:: WHAT THE TASK ASKS ::
Copy each of the following records verbatim, keeping every line unchanged.

----

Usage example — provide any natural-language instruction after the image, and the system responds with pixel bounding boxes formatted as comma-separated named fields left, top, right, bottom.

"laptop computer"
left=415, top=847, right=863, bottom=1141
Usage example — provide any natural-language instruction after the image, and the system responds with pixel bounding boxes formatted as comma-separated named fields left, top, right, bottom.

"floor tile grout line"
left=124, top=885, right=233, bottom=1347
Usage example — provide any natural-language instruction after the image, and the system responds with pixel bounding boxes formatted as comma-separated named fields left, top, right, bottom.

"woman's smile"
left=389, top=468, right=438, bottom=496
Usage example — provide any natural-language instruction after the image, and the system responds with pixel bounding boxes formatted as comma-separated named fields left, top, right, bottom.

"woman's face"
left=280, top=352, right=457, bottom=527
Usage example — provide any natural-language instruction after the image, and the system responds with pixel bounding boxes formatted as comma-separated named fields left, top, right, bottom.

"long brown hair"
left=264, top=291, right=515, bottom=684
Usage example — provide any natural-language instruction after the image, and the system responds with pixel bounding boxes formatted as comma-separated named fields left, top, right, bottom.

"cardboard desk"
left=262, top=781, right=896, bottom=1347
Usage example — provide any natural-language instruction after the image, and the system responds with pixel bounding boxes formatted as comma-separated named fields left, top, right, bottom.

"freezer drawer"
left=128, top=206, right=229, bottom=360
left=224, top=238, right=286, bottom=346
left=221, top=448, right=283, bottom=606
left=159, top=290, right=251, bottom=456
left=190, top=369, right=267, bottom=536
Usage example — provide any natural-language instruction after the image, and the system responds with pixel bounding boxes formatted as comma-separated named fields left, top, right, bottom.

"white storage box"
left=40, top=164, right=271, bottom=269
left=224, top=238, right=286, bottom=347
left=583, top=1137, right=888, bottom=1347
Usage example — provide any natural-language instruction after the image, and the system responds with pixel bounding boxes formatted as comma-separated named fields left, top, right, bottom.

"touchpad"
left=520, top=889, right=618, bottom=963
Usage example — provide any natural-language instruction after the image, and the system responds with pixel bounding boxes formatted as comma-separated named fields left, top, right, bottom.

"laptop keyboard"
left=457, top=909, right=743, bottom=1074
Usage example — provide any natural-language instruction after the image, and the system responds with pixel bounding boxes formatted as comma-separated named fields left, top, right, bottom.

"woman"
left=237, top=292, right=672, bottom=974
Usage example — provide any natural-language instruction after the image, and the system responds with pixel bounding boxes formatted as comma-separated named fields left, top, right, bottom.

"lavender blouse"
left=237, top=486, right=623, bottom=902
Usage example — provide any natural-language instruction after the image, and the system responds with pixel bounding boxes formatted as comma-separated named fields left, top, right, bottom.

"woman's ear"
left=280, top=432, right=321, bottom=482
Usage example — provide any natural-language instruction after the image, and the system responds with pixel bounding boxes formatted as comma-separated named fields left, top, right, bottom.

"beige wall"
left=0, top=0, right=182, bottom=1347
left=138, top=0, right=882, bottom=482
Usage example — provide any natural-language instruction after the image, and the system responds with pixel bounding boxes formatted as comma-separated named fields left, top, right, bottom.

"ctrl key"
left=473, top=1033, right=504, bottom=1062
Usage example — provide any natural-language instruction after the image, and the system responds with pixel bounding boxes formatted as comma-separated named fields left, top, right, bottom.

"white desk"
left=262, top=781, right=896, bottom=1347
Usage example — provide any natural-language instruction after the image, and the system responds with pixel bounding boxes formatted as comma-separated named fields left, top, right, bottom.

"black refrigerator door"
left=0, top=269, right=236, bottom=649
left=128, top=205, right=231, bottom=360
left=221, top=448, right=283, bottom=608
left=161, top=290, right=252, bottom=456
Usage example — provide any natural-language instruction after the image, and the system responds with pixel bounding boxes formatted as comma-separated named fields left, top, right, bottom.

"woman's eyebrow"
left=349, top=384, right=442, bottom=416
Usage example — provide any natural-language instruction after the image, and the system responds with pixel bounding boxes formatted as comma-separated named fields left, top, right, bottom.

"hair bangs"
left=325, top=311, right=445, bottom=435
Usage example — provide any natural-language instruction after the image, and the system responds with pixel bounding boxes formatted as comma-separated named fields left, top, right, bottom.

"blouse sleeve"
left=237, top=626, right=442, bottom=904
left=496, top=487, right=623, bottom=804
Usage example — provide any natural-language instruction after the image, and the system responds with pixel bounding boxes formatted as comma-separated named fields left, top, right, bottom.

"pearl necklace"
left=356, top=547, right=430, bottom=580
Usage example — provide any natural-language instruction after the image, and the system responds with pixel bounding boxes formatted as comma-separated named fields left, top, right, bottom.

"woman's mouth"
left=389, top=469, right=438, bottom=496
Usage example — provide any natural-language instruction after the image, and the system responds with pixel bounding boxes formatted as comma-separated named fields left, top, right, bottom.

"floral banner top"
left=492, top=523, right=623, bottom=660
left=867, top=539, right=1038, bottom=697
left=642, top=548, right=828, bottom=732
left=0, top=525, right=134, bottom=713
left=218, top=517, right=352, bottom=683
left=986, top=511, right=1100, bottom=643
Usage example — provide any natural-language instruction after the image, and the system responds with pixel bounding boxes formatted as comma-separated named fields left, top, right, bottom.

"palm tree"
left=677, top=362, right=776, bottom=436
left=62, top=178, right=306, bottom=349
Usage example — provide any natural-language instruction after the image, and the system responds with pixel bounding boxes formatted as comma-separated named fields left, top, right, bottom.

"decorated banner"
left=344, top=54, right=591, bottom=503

----

:: COMPLETED EXERCISE ::
Usage example — provide any natural-language instruction after the image, and the system responds with pixel bounding boxes formatted as comma-separated named fields left, top, right, bottom.

"laptop computer"
left=415, top=847, right=863, bottom=1141
Usage example — provide any natural-language instruction after the image, and the system responds with pixel bounding boxes formatted as comma-separated named fields left, top, right, bottom.

"floor tile grout line"
left=124, top=885, right=233, bottom=1347
Usage example — provide any natural-language instruction after the image, and the system responds with pixel bounding boxes formatted as comma-separated named fields left, top, right, bottom.

"woman's smile"
left=389, top=468, right=438, bottom=496
Usage example — provide any natural-language instruction after the image, and the system responds with pixel bounding boxes formatted as comma-separated named fields left, top, right, bottom.

"woman's face"
left=280, top=352, right=457, bottom=527
Usage example — provide any natural-language instruction after the image, and the system responds with pixel bounding boxes formatted as comma-separated named fields left, top, right, bottom.

"long brown hair"
left=264, top=291, right=515, bottom=684
Usage example — provide any natural-language instruction after the image, and the system responds with pixel bounding boxes formatted as comma-separated named fields left, top, right, bottom.

"cardboard desk"
left=262, top=781, right=896, bottom=1347
Usage example — provide any natural-language instruction after the image, and the system responds with pixel bounding boxes formatted as comma-separated named fields left, top, right, bottom.

"freezer drawer"
left=128, top=206, right=229, bottom=360
left=224, top=238, right=286, bottom=346
left=221, top=448, right=283, bottom=606
left=159, top=290, right=251, bottom=456
left=190, top=369, right=267, bottom=536
Usage example — provide any natural-language instruction after the image, and the system responds with pixel bounding boxes formatted as comma-separated named fields left, top, right, bottom.

"white storage box"
left=40, top=164, right=271, bottom=269
left=224, top=238, right=286, bottom=347
left=583, top=1137, right=888, bottom=1347
Usage example — provide any natural-language instruction after the image, and the system responds with pixel bounding boxes formatted as comma-separated named fields left, top, right, bottom.

"touchpad"
left=520, top=889, right=618, bottom=963
Usage example — provide any natural-language instruction after the image, and the system responds with pixel bounding boxes formatted as comma-separated named fields left, top, right, bottom.

"laptop keyboard"
left=457, top=909, right=743, bottom=1074
Usage example — provide any natural-language instruction after the image, and the system responds with pixel bounding boxes formatted as comma-separated named fields left, top, right, bottom.

"woman"
left=237, top=292, right=672, bottom=974
Usage example — provide any natural-language instruction after the image, and the system responds with pixel bounding boxes formatted as comma-separated named fields left, top, right, bottom.

"lavender blouse"
left=237, top=486, right=623, bottom=902
Usage example — provide any natural-language instruction after the image, and the system responds with pixel bounding boxes formatted as comma-separated named fields left, top, right, bottom.

"woman's ear"
left=280, top=432, right=321, bottom=482
Usage example — provide any natural-language instruction after the image, and the system responds with pixel bounding boxes formatted as comma-separated named fields left, top, right, bottom.

"beige wall"
left=0, top=0, right=182, bottom=1347
left=138, top=0, right=882, bottom=482
Usage example — provide any natural-language instruction after the image, and the system responds with pixel bounding boxes formatted as comma-separated named fields left, top, right, bottom.

"ctrl key"
left=473, top=1033, right=504, bottom=1062
Usage example — provide any natural-language instruction after the image, and the system responds with pixel bounding boxes formatted as comma-separated named fields left, top, right, bottom.

"white desk"
left=262, top=781, right=896, bottom=1347
Usage example — provide any natural-language instruction after the image, and the system responds with pixel bounding boxes formatted as comma-separated named fields left, top, right, bottom.

"black refrigerator door"
left=0, top=269, right=236, bottom=649
left=128, top=205, right=231, bottom=360
left=221, top=448, right=283, bottom=608
left=161, top=290, right=252, bottom=456
Usage example — provide any natural-language instruction after the image, and the system responds with pixel bounding boxes formatted as comma-separated named fields left, top, right, bottom.

"woman's eyebrow"
left=349, top=384, right=442, bottom=416
Usage example — provide any natural-language instruction after the image, and the system responds with pixel bounding boxes formatted as comma-separated named fields left, top, right, bottom.

"hair bangs"
left=325, top=311, right=445, bottom=435
Usage example — provide any natural-language instruction after the image, and the system responds with pixel bounding boxes formatted as comma-separated named fields left, top, right, bottom.

"blouse sleeve"
left=237, top=626, right=442, bottom=904
left=496, top=487, right=623, bottom=804
Usage example — provide any natural-language instruction after the image, and the system responds with pixel bounding boxes formatted as comma-separated named fields left, top, right, bottom.

"pearl necklace"
left=356, top=547, right=430, bottom=580
Usage example — provide any natural-language instruction after the image, and the system responds with pixel bounding boxes formatted as comma-separated named fields left, top, right, bottom.

"woman's mouth"
left=389, top=469, right=438, bottom=496
Usage example — provide any natural-language instruction after the image, and the system responds with pixel bounding boxes formatted as comma-separated named fields left, top, right, bottom.

"floral banner top"
left=492, top=523, right=623, bottom=660
left=867, top=539, right=1038, bottom=697
left=642, top=548, right=828, bottom=732
left=0, top=525, right=134, bottom=713
left=218, top=517, right=352, bottom=683
left=986, top=511, right=1100, bottom=643
Usage example — provide any natural-language instruction after the image, and the system responds with pixel bounding boxes formatted as comma-separated named fields left, top, right, bottom.

"palm tree"
left=677, top=362, right=776, bottom=436
left=62, top=178, right=306, bottom=349
Usage example — provide any natural-language instruction after the image, and the system responds with pixel bounding boxes formatted as comma-separated named fields left, top, right, bottom.

"decorated banner"
left=344, top=54, right=591, bottom=503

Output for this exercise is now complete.